Monsieur le Président,

Tenez ! Seulement deux jours après ma démission de votre Gouvernement et ma constitution en candidat à l’élection présidentielle de 1997, une horde sauvage et déchaînée de vos cognes aux gros bras prêts à casser de la castagne, alliée à une justice aux allants de basoche, a fondu avec une rare férocité sur le citoyen honnête et ordinaire que je suis. Et depuis, inlassablement, les uns comme les autres, n’ont cessé de me faire subir une terrifiante torture, avec hargne, haine et grossièreté, sous votre regard passif et atone, mais ô combien scintillant de complaisance : embastillement dans des conditions inqualifiables, harcèlement et acharnement permanents, destruction et confiscation de mes biens, intimidations et tracasseries judiciaires et policières, subtiles et ostentatoires menaces de mort, et que sais-je encore… Ah ! Que ne m’aurait-il pas valu d’être un Albert Dreyfus ou un Jules Durand tout court ? Allusion prétentieuse, n’est-ce pas ? Et pourtant je n’en demandais pas tant !
###
- [Objectif de l'exercice]: Poursuivez la lettre adressée au Président à la suite de sa dernière phrase. Les données ci-dessous n'ont aucun lien avec la lettre adressée au Président.
###
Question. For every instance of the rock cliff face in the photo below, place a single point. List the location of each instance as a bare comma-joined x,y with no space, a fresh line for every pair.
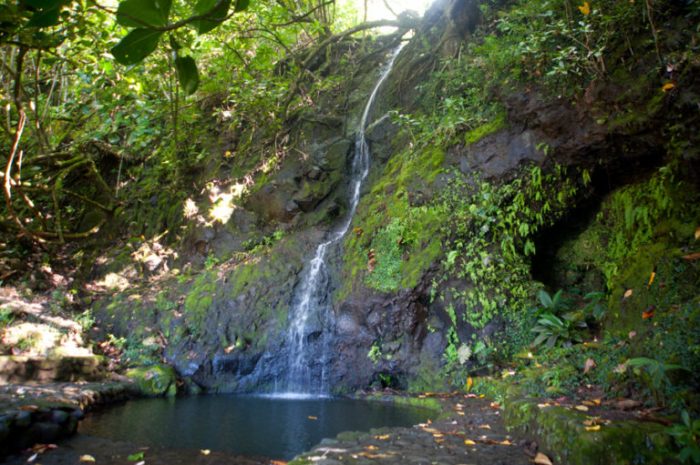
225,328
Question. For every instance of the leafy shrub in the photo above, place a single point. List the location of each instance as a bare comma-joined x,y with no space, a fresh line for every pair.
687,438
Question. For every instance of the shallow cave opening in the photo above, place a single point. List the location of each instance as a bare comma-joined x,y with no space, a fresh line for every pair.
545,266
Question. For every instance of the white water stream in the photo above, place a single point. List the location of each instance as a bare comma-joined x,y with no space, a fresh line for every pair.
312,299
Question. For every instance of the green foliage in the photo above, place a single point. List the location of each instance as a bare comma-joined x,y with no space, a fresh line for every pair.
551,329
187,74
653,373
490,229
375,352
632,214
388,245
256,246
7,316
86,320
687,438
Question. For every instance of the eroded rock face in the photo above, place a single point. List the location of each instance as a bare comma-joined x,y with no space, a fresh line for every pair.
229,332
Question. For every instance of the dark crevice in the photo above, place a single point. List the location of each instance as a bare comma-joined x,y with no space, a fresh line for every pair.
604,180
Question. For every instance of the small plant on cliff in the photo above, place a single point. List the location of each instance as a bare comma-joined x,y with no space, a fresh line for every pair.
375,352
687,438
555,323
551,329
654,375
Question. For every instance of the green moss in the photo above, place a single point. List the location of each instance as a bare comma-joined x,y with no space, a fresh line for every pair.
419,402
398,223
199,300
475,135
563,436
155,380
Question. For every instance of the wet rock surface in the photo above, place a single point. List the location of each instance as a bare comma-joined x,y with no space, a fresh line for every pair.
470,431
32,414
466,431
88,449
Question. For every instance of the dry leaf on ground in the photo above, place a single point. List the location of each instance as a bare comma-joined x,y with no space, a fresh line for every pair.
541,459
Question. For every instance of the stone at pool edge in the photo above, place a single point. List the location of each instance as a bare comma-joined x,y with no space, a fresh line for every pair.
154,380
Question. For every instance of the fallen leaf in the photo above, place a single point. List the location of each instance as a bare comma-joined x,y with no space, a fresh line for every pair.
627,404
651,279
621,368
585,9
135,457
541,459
###
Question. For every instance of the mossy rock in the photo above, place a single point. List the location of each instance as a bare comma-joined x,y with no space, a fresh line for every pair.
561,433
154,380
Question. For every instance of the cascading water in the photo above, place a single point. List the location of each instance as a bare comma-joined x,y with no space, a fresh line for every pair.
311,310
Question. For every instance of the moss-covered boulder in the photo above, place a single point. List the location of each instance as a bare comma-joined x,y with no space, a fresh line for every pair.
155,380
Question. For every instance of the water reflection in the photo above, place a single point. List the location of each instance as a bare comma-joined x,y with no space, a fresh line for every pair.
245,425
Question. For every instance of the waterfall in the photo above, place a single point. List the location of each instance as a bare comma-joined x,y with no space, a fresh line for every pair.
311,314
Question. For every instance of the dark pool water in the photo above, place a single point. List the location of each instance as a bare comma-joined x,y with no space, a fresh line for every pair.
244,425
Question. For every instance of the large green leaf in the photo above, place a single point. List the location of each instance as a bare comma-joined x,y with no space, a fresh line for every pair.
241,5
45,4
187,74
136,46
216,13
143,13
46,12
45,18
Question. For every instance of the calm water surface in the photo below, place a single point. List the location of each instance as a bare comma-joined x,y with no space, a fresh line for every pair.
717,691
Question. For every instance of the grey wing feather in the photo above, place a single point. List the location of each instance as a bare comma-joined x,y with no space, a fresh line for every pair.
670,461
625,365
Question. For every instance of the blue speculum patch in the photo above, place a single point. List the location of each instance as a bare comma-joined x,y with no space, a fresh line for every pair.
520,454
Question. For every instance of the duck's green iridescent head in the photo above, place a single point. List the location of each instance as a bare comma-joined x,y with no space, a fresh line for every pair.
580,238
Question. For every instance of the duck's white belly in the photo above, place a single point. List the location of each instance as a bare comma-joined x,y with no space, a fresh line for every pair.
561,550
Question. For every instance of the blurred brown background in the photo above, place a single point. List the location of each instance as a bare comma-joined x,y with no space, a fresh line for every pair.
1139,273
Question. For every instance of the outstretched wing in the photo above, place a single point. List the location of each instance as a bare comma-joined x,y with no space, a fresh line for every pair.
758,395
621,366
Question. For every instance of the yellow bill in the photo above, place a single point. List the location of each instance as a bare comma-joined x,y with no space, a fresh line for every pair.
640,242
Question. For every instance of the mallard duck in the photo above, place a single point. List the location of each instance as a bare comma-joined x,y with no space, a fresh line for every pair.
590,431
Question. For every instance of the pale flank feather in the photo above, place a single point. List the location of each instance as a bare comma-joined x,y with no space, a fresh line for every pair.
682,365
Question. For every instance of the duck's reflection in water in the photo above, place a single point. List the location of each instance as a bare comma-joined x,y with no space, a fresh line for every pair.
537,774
###
- [Résultat attendu]:
Monsieur,

Eh bien, souffrez un petit instant que je me pince avec un peu de violence, après tant d’années de silence d’une lâche captivité, pour dénoncer avec véhémence, à haute et intelligible voix, prenant solennellement à témoin la nation camerounaise tout entière, l’opinion internationale, et tous ceux qui de par le monde sont sensibles à la défense des droits humains, et crier à votre intention : «14 ans de torture, Monsieur, ça suffit ! »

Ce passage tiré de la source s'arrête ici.